> **Work to complete**
1. Please answer these from the home theater thread:
(a) What price does the first post give for the Yamaha soundbar?
(b) Which two brands does one reply name as making "home theatre in a box" products with 'wireless' surround speakers?
(c) In what price range does the last post say decent, future-proofed AVRs from good brands are available?
2. Continue the home theater thread after its final sentence.

===== Source =====

Jump to content

Recommended Posts

Posted

I'm not an audiophile so apologies if my question is a little out there.

I would like to set up my tv room with some kind of surround sound or at least better audio that comes from my TV. I don't like bulky speakers so is it possible to have wireless ceiling mounted speakers ( flush ) that could provide decent sound. I know I would still Ned a sub woofer

I have seen a receiver for around 50k that I like and would be looking to spend around 50-60k on the speakers, I'm not looking for anything super special. Just a mid range combination of speakers that can be discreetly positioned and give me a better sound quality than I get from the tv.

I've looked at soundbars and there is one from Yamaha for around 50k but I'm nor sure if that would be better than multiple speakers.

Any advise would be appreciated especially where and what to buy

Thanks

Posted

I think you need to be a bit clearer to what you want. There are all types of sound parameters.

2; 2.1, 5.1; 6.1; 7.1 ... starting with Stereo Speakers and ending with Full Surround Sound Center Front-Left-Right-Back +subs requiring you play the right media and have matching decoding amplifiers.

I would suggest visiting a couple of high-end home theatre stores that have demo rooms to learn and listen. Then make a decision about what you want and can afford.

Speakers come in all shapes and sizes. I personally like box speakers over high-end ribbon or flat panels but to each his own, as long as they move the dust around.

IF you're going to FLUSH MOUNT wireless speakers, you might as well WIRE THEM. They need to be powered somehow.

The 10 Best Wireless Speakers

Sonos

Posted

Some brands make "home theatre in a box" type products with 'wireless' surround speakers (Pioneer and Samsung come to mind) - but the surround speakers I've seen have always been small satellites on floor stands (I've never seen them with ceiling speakers), and the only 'wireless' part is the audio signal itself - each speaker still needs access to a 220V wall socket.

i.e. what they achieve is eliminating speaker wire runs.

There are some decent options for ceiling mounted speakers if you can get speaker wires from your AVR to their locations though (Jamo's ones are well represented in Thailand).

And then to confuse things, there's a new generation of Dolby Atmos speakers right on the horizon, where the front speakers actually have additional upward firing drivers used to expand the surround effect.

Either way, there's no such thing as a truly 'wireless' speaker - so the first step is determining just what wires (mains power and/or speaker wires) you can/can't make available to each speaker location.

If the result of that comes out as "none", a soundbar is going to be your only real option.

If you can supply mains power to rear surround speakers, 'wireless' HTIB systems can go on the shopping list.

If you can run speaker wires from your AV rack to the ceiling space, ceiling speakers then become an option.

Next, 50K Baht for an AVR is well into the upper-end of mid-range models, and if your overall budget is around 100K Baht, I would suggest you're giving the AVR way too much % of it. There are some decent, future-proofed AVR's from good brands in the 20-25K range available - and if you're not going to be running > 7.2 or a big Atmos system with 11+ speakers, going higher on AVR probably isn't going to give you any real-world benefit.

Is there a particular feature or spec that enticed you towards the 50K Baht model?

===== Recorded information =====

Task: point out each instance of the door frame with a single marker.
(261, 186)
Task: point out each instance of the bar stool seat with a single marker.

=====

> **In response**
1.
(a) Around 50k.
(b) Pioneer and Samsung.
(c) 20-25K.

2.
Posted

The receiver I'm looking at is the Onkyo tx-nr 838. The reason is that it seems to be the latest spec and has support for 4k upscaling and streaming as well as heavy duty wifi capabilities.

I've just bought an 84 inch LG UHD TV so I want to extract the maximum pleasure out of it. It's the one with the Harmon speakers up either side but they really don't do justice to the huge picture.

I have power to my ceiling but no way to get speaker cabling there unless I carve a channel through the wall behind the TV.

I've been to a few shops in Paragon and Erawan but to be honest after 2 minutes the sales person Is focussed on what he wants to sell me not what I want to buy.

Posted

The receiver I'm looking at is the Onkyo tx-nr 838. The reason is that it seems to be the latest spec and has support for 4k upscaling and streaming as well as heavy duty wifi capabilities.

I've just bought an 84 inch LG UHD TV so I want to extract the maximum pleasure out of it. It's the one with the Harmon speakers up either side but they really don't do justice to the huge picture.

I have power to my ceiling but no way to get speaker cabling there unless I carve a channel through the wall behind the TV.

I've been to a few shops in Paragon and Erawan but to be honest after 2 minutes the sales person Is focussed on what he wants to sell me not what I want to buy.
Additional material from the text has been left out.